▸ **Exercise prompt**
Rewrite only the lines of the items below, starting at the line containing "Would you point out the white cloud" and ending at the line containing "Would you point out the shadow of", with the requests included. Offset every coordinate in the answers by -51.

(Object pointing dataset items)
'''

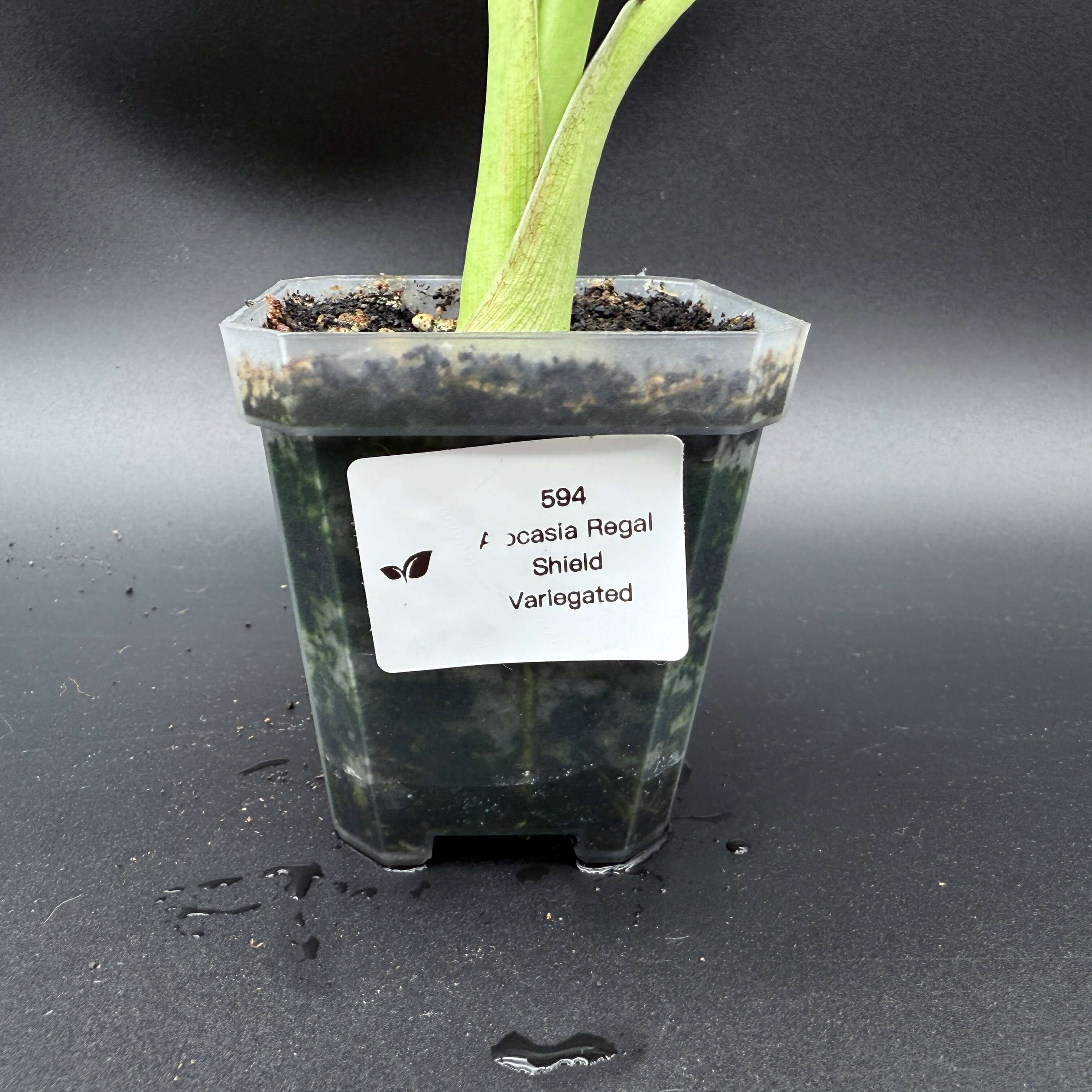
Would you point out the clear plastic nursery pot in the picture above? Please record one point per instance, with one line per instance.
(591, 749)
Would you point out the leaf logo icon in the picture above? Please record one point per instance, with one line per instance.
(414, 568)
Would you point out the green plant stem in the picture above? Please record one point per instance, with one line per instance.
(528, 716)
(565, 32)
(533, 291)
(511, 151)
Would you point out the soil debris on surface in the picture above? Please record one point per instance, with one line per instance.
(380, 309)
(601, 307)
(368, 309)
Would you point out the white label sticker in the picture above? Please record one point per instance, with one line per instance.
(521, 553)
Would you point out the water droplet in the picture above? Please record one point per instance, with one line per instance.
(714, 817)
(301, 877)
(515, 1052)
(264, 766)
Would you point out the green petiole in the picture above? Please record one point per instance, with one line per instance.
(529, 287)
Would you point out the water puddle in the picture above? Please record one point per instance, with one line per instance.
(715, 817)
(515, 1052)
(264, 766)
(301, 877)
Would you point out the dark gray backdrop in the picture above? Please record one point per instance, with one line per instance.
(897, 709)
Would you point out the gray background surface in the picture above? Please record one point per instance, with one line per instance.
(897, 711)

'''
'''

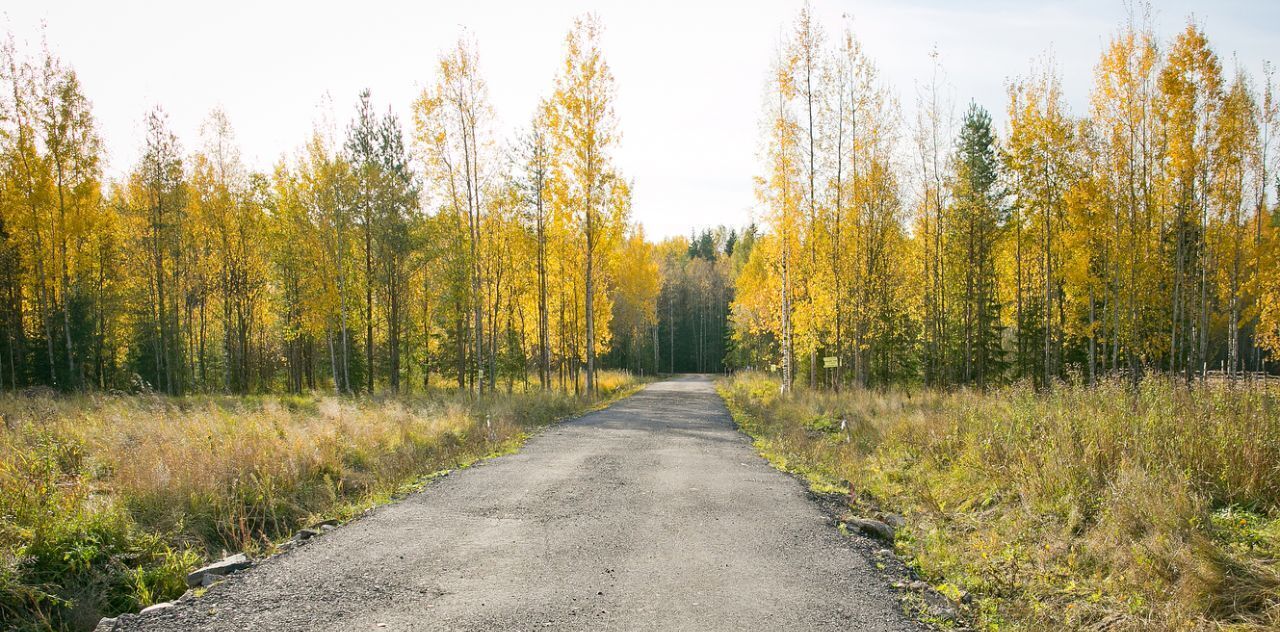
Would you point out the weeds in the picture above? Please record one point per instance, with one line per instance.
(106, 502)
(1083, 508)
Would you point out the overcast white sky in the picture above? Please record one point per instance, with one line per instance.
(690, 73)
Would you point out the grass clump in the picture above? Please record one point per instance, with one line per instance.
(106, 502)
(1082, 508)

'''
'''

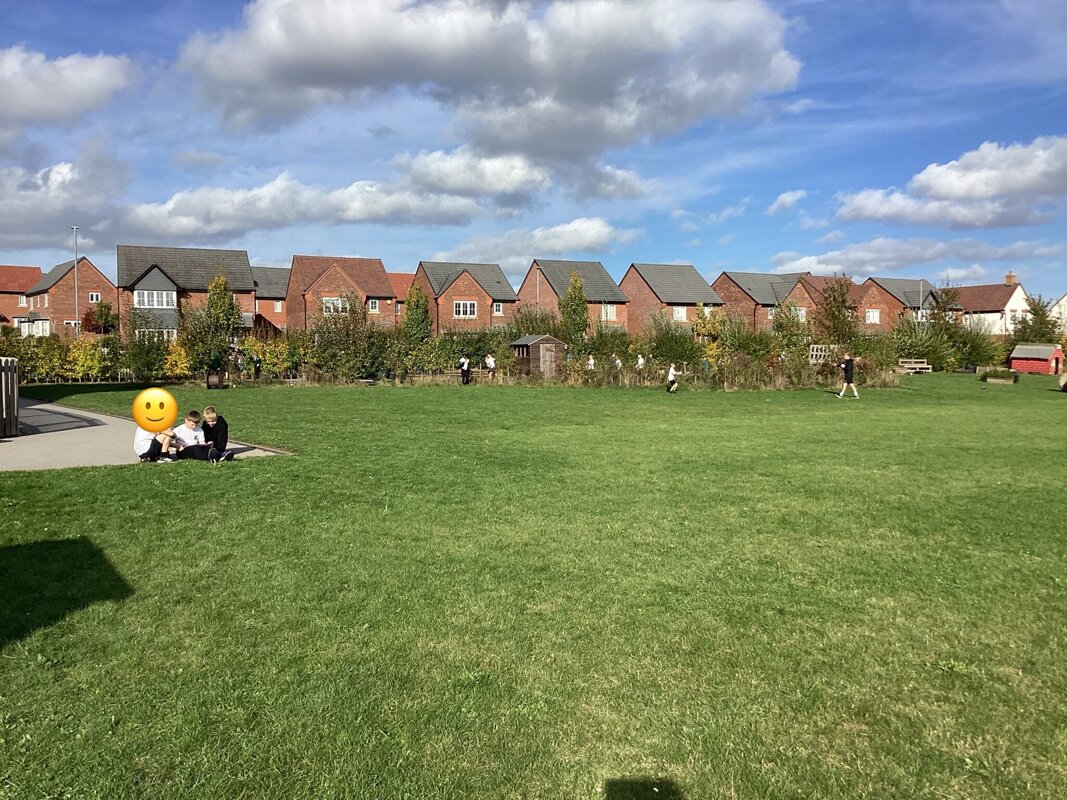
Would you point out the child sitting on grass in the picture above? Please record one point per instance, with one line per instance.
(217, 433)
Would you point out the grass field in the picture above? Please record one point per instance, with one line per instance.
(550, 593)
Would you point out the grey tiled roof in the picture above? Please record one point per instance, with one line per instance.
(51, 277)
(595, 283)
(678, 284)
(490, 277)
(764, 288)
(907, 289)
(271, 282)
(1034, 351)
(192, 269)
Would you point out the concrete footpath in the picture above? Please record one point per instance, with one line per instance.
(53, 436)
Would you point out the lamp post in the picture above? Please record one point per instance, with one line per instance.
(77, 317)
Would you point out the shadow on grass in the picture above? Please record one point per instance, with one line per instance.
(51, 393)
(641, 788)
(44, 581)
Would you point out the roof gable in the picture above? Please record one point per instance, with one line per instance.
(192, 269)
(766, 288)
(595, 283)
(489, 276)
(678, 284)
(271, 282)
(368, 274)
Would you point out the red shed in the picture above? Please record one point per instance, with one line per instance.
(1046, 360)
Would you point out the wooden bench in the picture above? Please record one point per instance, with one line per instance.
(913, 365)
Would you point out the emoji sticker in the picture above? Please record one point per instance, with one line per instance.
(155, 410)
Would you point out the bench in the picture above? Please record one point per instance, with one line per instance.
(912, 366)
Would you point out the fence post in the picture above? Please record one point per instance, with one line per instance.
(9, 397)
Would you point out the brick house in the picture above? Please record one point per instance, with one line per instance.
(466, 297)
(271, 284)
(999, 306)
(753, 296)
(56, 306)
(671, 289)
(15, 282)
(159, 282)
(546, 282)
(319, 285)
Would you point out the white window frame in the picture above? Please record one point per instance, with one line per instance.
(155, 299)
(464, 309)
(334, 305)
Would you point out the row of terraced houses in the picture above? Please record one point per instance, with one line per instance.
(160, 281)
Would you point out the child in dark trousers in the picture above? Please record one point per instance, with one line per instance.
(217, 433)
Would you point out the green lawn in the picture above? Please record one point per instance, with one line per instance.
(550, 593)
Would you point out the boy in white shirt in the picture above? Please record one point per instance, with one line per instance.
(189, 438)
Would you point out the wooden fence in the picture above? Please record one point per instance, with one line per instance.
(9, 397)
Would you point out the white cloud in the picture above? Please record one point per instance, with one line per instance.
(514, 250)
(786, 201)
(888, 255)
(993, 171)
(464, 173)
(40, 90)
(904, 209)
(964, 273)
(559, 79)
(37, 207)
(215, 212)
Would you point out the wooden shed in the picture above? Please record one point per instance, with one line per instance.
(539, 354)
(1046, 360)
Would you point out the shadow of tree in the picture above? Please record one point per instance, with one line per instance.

'''

▸ **Exercise solution**
Would you point out the white cloud in the picture above? Please record one point per instance, with one line per instance.
(463, 199)
(735, 150)
(837, 204)
(942, 120)
(413, 122)
(-11, 39)
(853, 158)
(913, 222)
(508, 28)
(-14, 156)
(164, 161)
Would you point out the wooden shed in the picture above? Please record one point per instance, with one line per instance.
(488, 303)
(995, 309)
Would you point out the shadow of tree in the picture above? Please record one point per instance, with one line per instance.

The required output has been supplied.